WORK REQUEST:
Images excluded, reproduce each line of the records exactly as it stands.

Image point grounding data
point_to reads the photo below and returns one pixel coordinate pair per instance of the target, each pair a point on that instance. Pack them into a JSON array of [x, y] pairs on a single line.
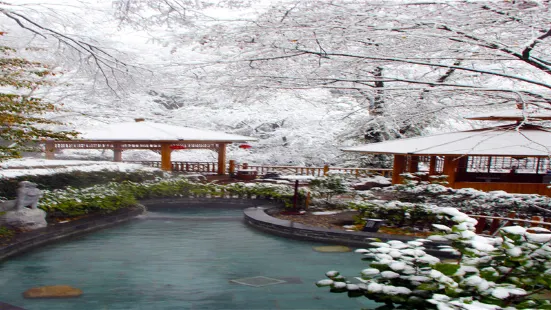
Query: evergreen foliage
[[21, 113]]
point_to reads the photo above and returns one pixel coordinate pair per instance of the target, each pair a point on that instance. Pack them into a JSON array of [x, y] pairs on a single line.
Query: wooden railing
[[205, 167], [317, 171], [488, 224], [186, 166]]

RESPONSE TO THIS EXERCISE:
point_to reads the photo below and returns one pixel coordinate pair per instance of the target, each pair a point on that instance. Pack them into a JSON array of [x, y] pairs on a single line.
Query: evergreen foliage
[[21, 113]]
point_to reads the photo above and returns one pixel coordinate pair per instance of the target, each pair a point on that instance. Pack them into a JSON array of [x, y] pairs on a single line.
Query: wooden railing
[[205, 167], [317, 171], [488, 224], [186, 166]]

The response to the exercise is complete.